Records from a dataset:

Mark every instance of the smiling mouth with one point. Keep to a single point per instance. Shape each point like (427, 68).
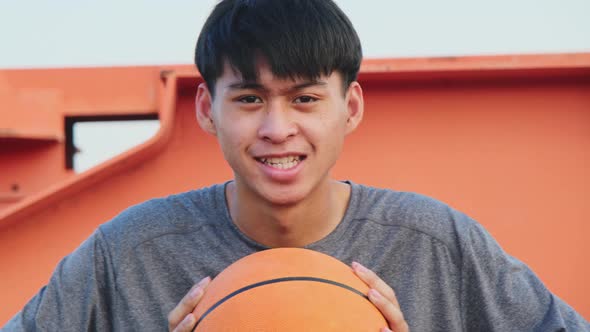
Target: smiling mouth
(282, 162)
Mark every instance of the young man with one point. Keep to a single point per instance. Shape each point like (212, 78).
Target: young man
(280, 95)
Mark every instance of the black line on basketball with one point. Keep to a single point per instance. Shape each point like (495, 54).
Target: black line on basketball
(274, 281)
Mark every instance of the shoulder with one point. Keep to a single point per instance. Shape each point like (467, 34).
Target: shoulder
(414, 213)
(183, 212)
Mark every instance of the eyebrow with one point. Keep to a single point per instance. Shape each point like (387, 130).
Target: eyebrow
(252, 85)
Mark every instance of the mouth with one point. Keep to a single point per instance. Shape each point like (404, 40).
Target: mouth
(286, 162)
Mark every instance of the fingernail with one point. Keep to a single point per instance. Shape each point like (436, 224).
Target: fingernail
(374, 294)
(189, 319)
(358, 267)
(204, 281)
(196, 292)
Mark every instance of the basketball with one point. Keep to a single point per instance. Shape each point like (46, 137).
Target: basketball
(287, 290)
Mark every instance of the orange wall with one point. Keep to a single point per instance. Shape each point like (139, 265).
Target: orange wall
(510, 149)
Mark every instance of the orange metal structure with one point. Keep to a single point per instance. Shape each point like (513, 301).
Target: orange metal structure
(504, 138)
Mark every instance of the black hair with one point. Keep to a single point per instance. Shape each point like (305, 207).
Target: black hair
(297, 38)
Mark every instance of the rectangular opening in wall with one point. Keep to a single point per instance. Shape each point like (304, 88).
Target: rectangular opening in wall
(93, 140)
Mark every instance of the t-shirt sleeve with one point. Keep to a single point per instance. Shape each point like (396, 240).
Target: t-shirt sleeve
(76, 297)
(500, 293)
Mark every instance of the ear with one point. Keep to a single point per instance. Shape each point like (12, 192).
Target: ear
(203, 103)
(355, 106)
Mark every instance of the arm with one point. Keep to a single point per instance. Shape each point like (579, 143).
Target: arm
(500, 293)
(77, 297)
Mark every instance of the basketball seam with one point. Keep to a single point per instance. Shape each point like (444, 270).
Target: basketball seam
(274, 281)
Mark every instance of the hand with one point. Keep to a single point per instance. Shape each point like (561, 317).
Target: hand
(181, 318)
(383, 297)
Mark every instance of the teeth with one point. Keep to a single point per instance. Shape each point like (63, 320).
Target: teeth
(282, 163)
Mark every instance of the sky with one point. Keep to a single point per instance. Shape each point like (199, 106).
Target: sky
(80, 33)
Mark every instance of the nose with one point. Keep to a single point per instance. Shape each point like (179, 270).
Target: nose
(277, 125)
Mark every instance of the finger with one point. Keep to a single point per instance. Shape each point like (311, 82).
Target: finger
(187, 324)
(391, 312)
(373, 281)
(187, 304)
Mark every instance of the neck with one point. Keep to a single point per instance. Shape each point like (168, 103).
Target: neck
(294, 225)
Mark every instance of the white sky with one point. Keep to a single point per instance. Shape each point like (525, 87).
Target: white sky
(74, 33)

**TASK DETAILS**
Images stay out, but the rest of the data above must be repeated exactly.

**COMPLETED EXERCISE**
Mark every instance of the smiling mouth with one point. Keep to a single point per instance. Shape each point like (427, 68).
Target: smiling mouth
(282, 162)
Mark every instance of the young man with one point. Keep to a single point per instance. Shape each point like (212, 78).
Target: young man
(280, 95)
Mark every instance of the black line on basketball with one point. Keep to a single point per instance. Shape each point like (495, 54).
Target: black line on basketball
(274, 281)
Mark every instance of the shoulder with one point. Keep to a single point per instance. Shape each point like (467, 34).
Target: shoulder
(414, 213)
(183, 212)
Mark every instance of the eyebrow with one point. Keep to a single point per instance. Shape each point like (387, 130).
Target: eyebrow
(252, 85)
Mark every instance of the mouth with one point. Keep to a single point per instance. Shape each point like (404, 40).
Target: mouth
(286, 162)
Mark every instance of the fingernail with one point. Keep to a single point per instance. Shape each point like (436, 224).
Target: fingernail
(374, 294)
(189, 319)
(358, 267)
(204, 281)
(196, 292)
Mark every instance of the basketball with one point. Keep to a single point per instance. Shape each point like (46, 137).
Target: basketball
(287, 290)
Mark every instance of the orange wall with one point. Keep to a single point per instance. Shape each point like (139, 265).
Target: orange wall
(510, 149)
Mark every instance of the orange metal structure with one point. Keep to a single point per instance. Shape each point like (513, 301).
Target: orange metal structure
(504, 138)
Mark every instance of the black hair with one point. Keep to a single point per instance. Shape each point like (305, 207).
Target: black hair
(297, 38)
Mark every instance of the rectangular opening in wall with one point. Keep to a single point per instance. Shape each point like (304, 88).
Target: rectangular opening in wall
(93, 140)
Mark every instance of the t-shirt sleeve with one point. Keep to a single point per instance. Shape each point like (396, 240).
Target: t-shirt sleeve
(76, 297)
(500, 293)
Mark every instance of the ear with one point. Keep to a single point per instance. Shape each point like (12, 192).
Target: ear
(203, 103)
(355, 106)
Mark every instance of the arm with one point. Keep to a single point per instance. Shape each point like (579, 143).
Target: arm
(500, 293)
(77, 297)
Mark every instance of the basketball seam with one point. Keep to a single point per instance. Shape each point like (444, 270).
Target: basketball seam
(274, 281)
Mark every instance of the hand with one point. Keep to a single point per instance. Shape each point like (561, 317).
Target: hand
(181, 318)
(383, 297)
Mark every instance of the teeth with one point. Keep to a single point per instance. Shape each point like (63, 320).
Target: teeth
(282, 163)
Mark every instance of the sky with one point. Keep to a single point per instance. Shape each point like (199, 106).
Target: sky
(80, 33)
Mark every instance of the nose with one point. Keep to a single point per instance. Shape each point like (179, 270).
Target: nose
(277, 125)
Mark every instance of the finger with one point. Keep to a single point per instance. Shape each point like (311, 82).
Target: finger
(187, 324)
(391, 312)
(373, 281)
(187, 304)
Mark every instance of the neck with one point. Keep to a single point per instance. Shape each point like (168, 103).
Target: neck
(294, 225)
Mark every instance of the white sky with one point. Keep to a single point per instance. Shape each point like (525, 87).
Target: white sky
(74, 33)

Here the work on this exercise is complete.